> [Set problem] Render the records below as a numbered list. Begin with the line containing "of the left", continue through the line containing "[[749, 218]]", include only those lines, and omit blank lines.

** Start **

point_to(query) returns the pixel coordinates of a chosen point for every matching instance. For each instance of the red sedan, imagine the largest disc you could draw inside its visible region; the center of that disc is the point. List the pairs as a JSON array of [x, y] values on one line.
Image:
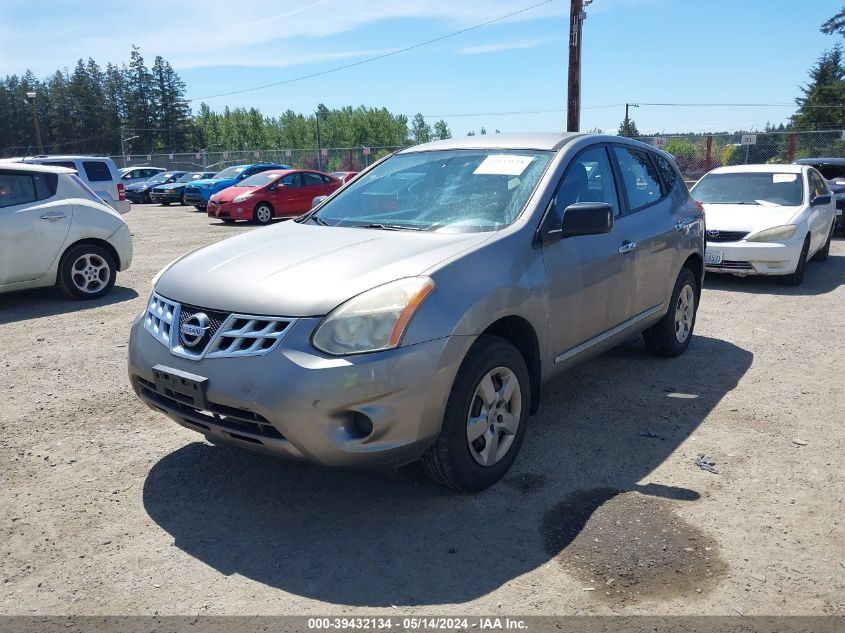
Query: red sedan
[[277, 193]]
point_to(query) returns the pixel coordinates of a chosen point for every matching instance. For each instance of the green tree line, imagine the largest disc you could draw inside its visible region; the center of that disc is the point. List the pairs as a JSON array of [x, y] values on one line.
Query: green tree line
[[92, 109]]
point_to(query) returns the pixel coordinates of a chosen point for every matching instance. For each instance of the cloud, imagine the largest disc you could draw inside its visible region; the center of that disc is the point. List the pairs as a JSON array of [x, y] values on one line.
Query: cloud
[[503, 46], [248, 32]]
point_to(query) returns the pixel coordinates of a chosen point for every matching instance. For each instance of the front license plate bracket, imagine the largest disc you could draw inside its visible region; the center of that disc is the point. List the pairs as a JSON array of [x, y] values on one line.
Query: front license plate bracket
[[180, 385]]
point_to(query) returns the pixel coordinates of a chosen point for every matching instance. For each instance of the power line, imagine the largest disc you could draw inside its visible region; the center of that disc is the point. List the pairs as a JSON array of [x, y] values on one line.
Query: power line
[[376, 57], [512, 112]]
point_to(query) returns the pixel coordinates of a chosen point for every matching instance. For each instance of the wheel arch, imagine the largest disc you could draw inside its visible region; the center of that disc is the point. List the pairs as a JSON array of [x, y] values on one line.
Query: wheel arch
[[96, 242], [519, 332]]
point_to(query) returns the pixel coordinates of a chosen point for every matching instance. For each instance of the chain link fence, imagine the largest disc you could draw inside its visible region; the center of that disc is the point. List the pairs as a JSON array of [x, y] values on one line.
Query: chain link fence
[[327, 159], [696, 154]]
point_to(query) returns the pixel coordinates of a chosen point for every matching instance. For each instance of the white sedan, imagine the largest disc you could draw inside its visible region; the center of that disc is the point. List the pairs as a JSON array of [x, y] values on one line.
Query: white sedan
[[766, 219], [54, 230]]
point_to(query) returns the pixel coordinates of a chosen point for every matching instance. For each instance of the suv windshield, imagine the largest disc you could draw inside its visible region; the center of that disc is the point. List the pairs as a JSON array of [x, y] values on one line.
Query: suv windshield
[[159, 177], [447, 191], [766, 189], [258, 180], [230, 172]]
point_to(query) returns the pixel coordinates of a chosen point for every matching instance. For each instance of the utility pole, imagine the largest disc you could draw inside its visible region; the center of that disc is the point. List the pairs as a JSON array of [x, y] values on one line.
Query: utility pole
[[573, 104], [626, 128], [30, 98], [319, 146]]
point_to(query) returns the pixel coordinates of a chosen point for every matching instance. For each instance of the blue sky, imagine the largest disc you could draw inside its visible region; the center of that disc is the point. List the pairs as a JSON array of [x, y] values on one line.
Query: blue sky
[[737, 51]]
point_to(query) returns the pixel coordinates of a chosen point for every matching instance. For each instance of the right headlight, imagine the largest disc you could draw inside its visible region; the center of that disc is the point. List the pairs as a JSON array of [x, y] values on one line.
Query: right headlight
[[373, 321], [775, 234]]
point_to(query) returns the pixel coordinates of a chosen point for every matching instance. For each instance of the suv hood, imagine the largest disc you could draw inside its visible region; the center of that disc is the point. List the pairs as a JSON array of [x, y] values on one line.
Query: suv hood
[[298, 270], [747, 217]]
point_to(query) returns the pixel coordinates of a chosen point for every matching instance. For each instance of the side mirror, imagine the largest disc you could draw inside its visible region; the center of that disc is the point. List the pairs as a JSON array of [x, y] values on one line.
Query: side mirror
[[586, 218]]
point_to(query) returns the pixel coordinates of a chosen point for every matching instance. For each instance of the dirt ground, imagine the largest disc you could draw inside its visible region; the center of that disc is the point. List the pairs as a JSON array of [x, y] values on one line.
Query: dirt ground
[[111, 508]]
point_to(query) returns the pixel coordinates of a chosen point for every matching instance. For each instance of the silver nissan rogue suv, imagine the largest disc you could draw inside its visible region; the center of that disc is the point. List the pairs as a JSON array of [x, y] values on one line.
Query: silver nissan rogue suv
[[416, 312]]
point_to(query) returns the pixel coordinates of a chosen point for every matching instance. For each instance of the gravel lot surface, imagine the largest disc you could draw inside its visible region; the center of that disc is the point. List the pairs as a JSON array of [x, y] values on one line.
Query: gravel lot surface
[[109, 507]]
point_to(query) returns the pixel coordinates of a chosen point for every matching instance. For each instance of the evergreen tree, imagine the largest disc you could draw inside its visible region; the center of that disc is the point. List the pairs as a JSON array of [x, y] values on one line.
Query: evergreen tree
[[825, 88], [421, 131], [441, 130], [630, 131]]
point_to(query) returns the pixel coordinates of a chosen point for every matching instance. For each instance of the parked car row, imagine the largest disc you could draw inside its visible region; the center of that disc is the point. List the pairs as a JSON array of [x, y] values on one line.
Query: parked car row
[[766, 219]]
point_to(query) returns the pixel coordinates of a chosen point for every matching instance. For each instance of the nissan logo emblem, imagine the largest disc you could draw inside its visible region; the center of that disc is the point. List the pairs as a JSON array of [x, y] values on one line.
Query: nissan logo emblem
[[193, 329]]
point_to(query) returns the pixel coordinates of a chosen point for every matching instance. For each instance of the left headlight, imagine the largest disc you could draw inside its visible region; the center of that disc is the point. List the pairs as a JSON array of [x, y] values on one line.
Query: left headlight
[[373, 321], [775, 234]]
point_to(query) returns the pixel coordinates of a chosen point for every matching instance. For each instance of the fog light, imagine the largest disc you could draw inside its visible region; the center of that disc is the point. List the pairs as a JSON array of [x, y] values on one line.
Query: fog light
[[360, 425]]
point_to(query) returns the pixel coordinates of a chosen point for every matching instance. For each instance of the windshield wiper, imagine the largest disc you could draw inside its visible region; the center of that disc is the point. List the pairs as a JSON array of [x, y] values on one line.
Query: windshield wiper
[[389, 227]]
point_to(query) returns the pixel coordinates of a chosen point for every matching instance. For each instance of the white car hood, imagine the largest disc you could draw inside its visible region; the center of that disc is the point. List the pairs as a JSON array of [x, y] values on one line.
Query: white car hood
[[749, 218]]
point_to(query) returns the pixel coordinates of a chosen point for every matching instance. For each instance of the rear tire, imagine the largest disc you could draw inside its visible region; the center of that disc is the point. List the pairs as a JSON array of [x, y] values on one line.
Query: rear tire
[[485, 419], [262, 214], [671, 335], [86, 271], [795, 279]]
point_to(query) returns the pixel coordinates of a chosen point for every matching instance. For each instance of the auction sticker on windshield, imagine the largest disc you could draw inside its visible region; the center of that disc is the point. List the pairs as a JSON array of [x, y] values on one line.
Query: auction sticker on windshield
[[504, 165]]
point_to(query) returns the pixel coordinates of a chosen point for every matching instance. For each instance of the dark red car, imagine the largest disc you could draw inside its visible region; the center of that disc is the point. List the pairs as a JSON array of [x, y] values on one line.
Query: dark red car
[[277, 193]]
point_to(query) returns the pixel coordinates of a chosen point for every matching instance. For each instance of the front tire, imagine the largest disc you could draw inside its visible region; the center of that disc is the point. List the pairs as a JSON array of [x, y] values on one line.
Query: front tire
[[671, 335], [262, 214], [485, 419], [87, 271]]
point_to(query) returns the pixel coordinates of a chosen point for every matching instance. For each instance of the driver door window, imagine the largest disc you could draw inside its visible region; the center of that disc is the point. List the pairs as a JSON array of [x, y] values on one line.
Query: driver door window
[[588, 178]]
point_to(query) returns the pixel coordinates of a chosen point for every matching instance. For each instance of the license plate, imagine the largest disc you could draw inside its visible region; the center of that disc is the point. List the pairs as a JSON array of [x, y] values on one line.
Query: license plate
[[713, 257], [180, 385]]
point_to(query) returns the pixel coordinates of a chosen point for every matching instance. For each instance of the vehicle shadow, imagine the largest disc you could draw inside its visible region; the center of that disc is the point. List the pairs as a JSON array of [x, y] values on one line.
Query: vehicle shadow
[[395, 538], [42, 302], [819, 278]]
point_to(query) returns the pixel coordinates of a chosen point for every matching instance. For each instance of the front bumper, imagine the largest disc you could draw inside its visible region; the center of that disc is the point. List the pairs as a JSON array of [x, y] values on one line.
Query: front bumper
[[165, 196], [137, 197], [198, 197], [229, 210], [755, 258], [295, 402]]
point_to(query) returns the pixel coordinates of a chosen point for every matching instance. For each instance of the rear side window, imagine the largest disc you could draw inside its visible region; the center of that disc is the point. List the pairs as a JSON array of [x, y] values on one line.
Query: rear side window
[[639, 177], [309, 179], [16, 189], [97, 171], [60, 163], [670, 176], [45, 185]]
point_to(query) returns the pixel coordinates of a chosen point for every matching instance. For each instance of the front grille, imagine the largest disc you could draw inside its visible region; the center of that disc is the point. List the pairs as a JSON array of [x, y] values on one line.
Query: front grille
[[233, 420], [725, 236], [227, 335], [728, 264]]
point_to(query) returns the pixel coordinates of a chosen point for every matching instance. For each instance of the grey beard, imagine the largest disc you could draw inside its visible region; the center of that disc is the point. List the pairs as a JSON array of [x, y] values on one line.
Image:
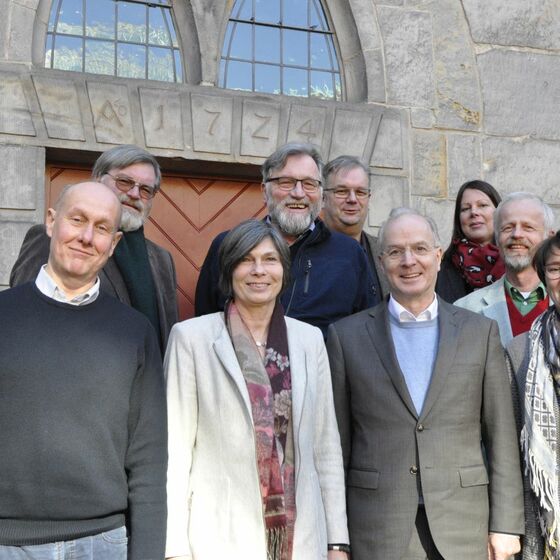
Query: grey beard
[[131, 221]]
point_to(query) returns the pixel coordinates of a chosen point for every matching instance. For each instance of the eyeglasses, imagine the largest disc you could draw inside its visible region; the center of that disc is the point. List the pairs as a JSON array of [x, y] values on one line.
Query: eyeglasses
[[289, 183], [397, 253], [126, 184], [552, 271], [343, 194]]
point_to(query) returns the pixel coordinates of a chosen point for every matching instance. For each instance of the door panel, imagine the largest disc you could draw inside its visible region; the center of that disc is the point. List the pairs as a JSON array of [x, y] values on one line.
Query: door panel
[[186, 215]]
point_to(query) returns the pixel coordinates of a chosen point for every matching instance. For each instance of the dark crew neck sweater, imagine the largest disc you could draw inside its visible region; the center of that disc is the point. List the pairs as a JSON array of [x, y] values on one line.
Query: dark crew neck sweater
[[83, 422]]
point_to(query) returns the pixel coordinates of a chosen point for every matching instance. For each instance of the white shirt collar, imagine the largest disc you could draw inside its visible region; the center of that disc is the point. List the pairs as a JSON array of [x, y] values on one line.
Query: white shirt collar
[[402, 315], [47, 286]]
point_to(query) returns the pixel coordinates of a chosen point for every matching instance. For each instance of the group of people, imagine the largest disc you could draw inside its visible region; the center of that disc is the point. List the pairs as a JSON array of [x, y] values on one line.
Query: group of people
[[335, 396]]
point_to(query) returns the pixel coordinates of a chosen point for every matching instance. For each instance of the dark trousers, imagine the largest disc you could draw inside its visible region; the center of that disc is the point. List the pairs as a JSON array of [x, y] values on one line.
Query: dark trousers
[[422, 546]]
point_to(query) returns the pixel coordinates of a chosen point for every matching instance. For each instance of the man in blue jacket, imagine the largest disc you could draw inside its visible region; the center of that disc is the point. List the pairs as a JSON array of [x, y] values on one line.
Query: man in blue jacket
[[330, 278]]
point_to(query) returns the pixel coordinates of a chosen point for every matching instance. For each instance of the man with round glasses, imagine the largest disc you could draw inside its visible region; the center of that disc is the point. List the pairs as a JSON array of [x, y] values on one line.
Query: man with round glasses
[[330, 275], [140, 273], [345, 208]]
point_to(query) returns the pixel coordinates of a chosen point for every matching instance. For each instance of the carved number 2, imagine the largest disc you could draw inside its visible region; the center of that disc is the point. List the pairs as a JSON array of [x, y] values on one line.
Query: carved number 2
[[213, 120]]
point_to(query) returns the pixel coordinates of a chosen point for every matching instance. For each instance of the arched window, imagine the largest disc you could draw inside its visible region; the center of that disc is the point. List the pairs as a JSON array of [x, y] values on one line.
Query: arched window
[[280, 46], [132, 39]]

** End **

> [Task result]
1. point_to(query) returns the pixel coordinates of a chosen point for every matching instance. For each instance of the left headlight, imagine the largest disc you could draw inside its visible region; the center of that disc is the point. List the pairs as a JSON array of [x, y] values on one line.
2. Query: left headlight
3. [[373, 321], [775, 234]]
4. point_to(query) returns the pixel coordinates of a chosen point for every matching instance. For each instance of the fog light, imagine the largest disc you could draw inside its visible region; the center of that disc is the point. List the pairs as a JSON array of [x, y] values on one line.
5. Query: fog light
6. [[360, 425]]
7. point_to(query) returns the pixel coordinates of a chosen point for every matching instance. For each instance of the windshield wiper, imagine the largest disc you could draw inside its visible region; the center of that disc is the point. List the pairs as a JSON array of [x, y] values on one line.
8. Query: windshield wiper
9. [[389, 227]]
10. point_to(query) returns the pixel coordinates of a chosen point for every matching instance. For each instance of the white car hood, imagine the largest disc you could draw inside its visible region; the center of that disc is the point. List the pairs as a JSON array of [x, y] values on one line.
11. Query: white car hood
12. [[749, 218]]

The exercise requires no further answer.